ASSIGNED TASK 1 |
Reproduce the stretch of the GO mappings report from "Mapping cellular Components" through "model of annotation.".
ASSIGNED TASK 2 |
Answer these questions from the GO mappings report:
(a) With which database of enzymatic reactions is GO aligning its catalytic reactions?
(b) In which month was the paper on incorporating SAO into GO cellular component published?
(c) Which signaling pathway terms are given as an example of the terms being standardized?
ASSIGNED TASK 3 |
Pick up the GO mappings report after its last sentence and continue writing.

DOCUMENT EXTRACT |
Mappings to other ontologies
To take further advantage of the reasoning capabilities of OWL and to integrate the expertise of distributed resources, we have continued to work with developers from other groups to cross-reference GO terms with external ontologies.
Mapping Chemicals in GO to ChEBI
We have completed the first phase of our integration with The Chemicals of Biological Interest (ChEBI) resource. All terms that follow standard patterns and are differentiated by chemical structure are defined using references to the ChEBI resource. GO ontology editors work together with ChEBI editors to address queries about ontology alignment and to make additions to ChEBI when necessary. This work is fully described in PMID:23895341
Mapping Reactions in GO to Rhea
This year we have embarked on a process to align GO catalytic reactions with the Rhea database of enzymatic reactions (http://www.ebi.ac.uk/rhea/). This project has the ultimate aim of automatically deriving most GO catalytic reactions from Rhea, eliminating the need to curate this data in both Rhea and GO. This year we have worked on the cross-references to Rhea which are maintained in GO e.g. removing 1:many mappings and resolved some of the discrepancies between the two systems. We have also developed a pattern for the logical definitions of GO catalytic reactions in terms of the entities from the CHEBI ontology that participate in them.
Mapping cellular Components in GO to SAO
This year we completed the incorporation of the Neuroscience Information Framework's (NIF) Subcellular Anatomy Ontology (SAO) into GO cellular component. Our paper describing this project was published in Oct (PMID:24093723).
Improved Biological Representation
We are constructing a signaling curation manual to provide annotation guidelines for the signaling terms. We have had a number of calls to discuss further improvements to the existing signaling structure, particularly how to define and place the intracellular signaling modules. We are standardizing and clearing up the existing signaling pathway terms, such as interferon signaling. Signaling pathways have been used as examples for the LEGO model of annotation.

DATA SHOWN |
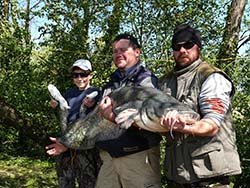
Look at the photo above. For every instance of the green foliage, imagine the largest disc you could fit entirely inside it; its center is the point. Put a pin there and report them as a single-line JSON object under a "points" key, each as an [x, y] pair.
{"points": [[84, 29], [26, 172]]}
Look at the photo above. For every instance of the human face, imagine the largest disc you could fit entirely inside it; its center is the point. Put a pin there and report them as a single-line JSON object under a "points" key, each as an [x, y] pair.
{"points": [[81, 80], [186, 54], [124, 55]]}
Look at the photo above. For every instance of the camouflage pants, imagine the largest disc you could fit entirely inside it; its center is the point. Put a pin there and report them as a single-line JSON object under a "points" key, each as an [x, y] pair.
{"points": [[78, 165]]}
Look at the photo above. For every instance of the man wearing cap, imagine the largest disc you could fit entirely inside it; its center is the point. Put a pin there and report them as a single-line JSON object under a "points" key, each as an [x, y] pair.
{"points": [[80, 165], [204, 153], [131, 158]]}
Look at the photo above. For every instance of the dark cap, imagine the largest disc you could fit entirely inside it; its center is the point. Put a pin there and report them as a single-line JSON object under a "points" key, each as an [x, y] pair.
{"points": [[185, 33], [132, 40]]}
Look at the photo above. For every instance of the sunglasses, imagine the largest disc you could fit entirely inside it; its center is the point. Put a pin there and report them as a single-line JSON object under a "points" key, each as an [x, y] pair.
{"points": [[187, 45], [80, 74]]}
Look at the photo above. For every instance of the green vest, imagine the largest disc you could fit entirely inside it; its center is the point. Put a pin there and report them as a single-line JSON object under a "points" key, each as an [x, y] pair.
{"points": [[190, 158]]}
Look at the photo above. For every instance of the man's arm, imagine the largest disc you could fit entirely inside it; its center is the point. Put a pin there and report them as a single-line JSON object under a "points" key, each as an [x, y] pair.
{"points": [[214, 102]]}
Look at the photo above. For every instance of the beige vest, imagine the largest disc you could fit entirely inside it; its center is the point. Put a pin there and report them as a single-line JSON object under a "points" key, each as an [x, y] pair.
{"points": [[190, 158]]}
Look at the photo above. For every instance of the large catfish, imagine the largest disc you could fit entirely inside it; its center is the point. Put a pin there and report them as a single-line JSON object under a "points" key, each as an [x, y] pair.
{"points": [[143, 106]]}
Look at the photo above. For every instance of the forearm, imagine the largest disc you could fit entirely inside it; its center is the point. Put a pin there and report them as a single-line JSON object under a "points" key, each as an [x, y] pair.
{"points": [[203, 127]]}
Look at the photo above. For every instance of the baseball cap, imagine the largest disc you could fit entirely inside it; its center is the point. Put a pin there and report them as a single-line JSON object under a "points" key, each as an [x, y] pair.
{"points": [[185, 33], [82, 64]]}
---
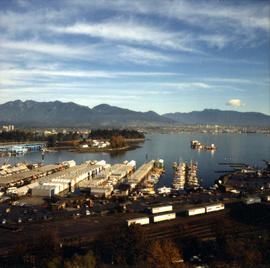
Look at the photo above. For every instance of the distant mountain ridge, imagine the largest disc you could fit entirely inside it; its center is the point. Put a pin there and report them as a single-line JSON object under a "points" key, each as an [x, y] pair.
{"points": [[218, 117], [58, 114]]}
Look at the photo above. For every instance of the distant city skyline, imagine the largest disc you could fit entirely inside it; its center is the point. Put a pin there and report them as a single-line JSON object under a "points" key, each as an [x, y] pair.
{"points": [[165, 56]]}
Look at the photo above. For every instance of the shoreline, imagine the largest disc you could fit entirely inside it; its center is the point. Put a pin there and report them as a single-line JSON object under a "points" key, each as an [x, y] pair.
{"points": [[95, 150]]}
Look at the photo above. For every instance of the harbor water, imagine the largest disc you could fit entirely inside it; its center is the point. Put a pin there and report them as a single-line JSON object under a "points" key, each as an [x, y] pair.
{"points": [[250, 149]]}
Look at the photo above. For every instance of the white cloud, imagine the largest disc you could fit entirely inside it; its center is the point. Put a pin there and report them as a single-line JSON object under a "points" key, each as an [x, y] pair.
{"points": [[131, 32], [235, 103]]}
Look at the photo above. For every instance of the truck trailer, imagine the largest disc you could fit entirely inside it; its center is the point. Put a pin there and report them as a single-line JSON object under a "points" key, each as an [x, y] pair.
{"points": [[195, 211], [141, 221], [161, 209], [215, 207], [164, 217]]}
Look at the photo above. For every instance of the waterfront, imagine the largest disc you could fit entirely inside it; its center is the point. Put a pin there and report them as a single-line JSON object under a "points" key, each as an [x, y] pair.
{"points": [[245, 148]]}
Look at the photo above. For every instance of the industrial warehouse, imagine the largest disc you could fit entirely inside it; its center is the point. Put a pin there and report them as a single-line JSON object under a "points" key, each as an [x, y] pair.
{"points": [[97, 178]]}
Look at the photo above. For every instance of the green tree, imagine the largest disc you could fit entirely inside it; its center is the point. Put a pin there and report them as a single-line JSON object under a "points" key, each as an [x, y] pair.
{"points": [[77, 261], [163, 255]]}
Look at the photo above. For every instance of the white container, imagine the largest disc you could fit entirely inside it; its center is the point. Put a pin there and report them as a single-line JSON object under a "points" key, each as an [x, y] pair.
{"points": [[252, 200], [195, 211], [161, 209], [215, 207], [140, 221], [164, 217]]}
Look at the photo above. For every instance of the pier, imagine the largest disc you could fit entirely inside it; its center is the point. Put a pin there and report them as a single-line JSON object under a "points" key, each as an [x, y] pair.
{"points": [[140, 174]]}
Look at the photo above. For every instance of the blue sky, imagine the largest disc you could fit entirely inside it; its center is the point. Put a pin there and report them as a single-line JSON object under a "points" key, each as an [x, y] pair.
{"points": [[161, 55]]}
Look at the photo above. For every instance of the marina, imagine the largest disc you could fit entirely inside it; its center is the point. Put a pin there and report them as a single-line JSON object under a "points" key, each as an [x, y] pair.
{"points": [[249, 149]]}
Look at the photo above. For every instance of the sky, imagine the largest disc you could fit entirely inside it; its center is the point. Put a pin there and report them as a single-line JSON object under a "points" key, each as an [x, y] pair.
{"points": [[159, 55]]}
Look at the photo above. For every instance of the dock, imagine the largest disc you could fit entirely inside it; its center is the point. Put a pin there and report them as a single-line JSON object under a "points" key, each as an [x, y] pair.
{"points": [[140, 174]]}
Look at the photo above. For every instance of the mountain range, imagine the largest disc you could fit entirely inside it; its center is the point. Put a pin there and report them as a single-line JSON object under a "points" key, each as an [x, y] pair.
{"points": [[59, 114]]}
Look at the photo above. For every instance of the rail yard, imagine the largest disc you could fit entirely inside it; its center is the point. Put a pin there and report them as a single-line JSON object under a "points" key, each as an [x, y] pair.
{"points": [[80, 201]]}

WRITTEN RESPONSE 1 |
Mapping cellular Components in GO to SAO
This year we completed the incorporation of the Neuroscience Information Framework's (NIF) Subcellular Anatomy Ontology (SAO) into GO cellular component. Our paper describing this project was published in Oct (PMID:24093723).
Improved Biological Representation
We are constructing a signaling curation manual to provide annotation guidelines for the signaling terms. We have had a number of calls to discuss further improvements to the existing signaling structure, particularly how to define and place the intracellular signaling modules. We are standardizing and clearing up the existing signaling pathway terms, such as interferon signaling. Signaling pathways have been used as examples for the LEGO model of annotation.

WRITTEN RESPONSE 2 |
(a) Rhea
(b) October
(c) Interferon signaling

WRITTEN RESPONSE 3 |
In 2013, the Apoptosis GO working group provided curators with detailed annotation guidance, in the shape of an apoptosis curation manual enriched with annotation examples (http://wiki.geneontology.org/index.php/Apoptosis_Curation_Manual). This guidance supported a significant curation effort that focused mostly on human and mouse apoptosis players and regulators. Feedback from curators was channeled into further polishing and adding to the apoptosis branch of the ontology. Ontology work was also done on cell death modalities other than apoptosis, with a focus on necroptosis as this was identified as a growing field of research. This effort included annotation of necroptosis players from recent literature. As a result of all the above, in 2013 over 5,000 manual annotations were added or revised in the branch under GO:0008219 'cell death'.
We are now reaching the end of the ontology changes for the viral processes and cellular components in GO. This work has affected 334 biological process terms and 67 cellular component terms. We are drafting a paper to be submitted to BMC Microbiology.
Metabolic Pathways (Glycolysis)
We have begun work on better modeling metabolic pathways by choosing a universal pathway that although straightforward still presents challenges for GO representation, glycolysis. Taking advantage of the knowledge in the Reactome resource, we have been working with an expert from reactome to represent the pathway in the GO framework. As a test-case for the representation of other metabolic pathways in GO, we have begun creating has_part links between the biological process and the molecular functions that are always a part of a process. We are exploring the use of these representations to create individual views that can be used in a modular annotation framework.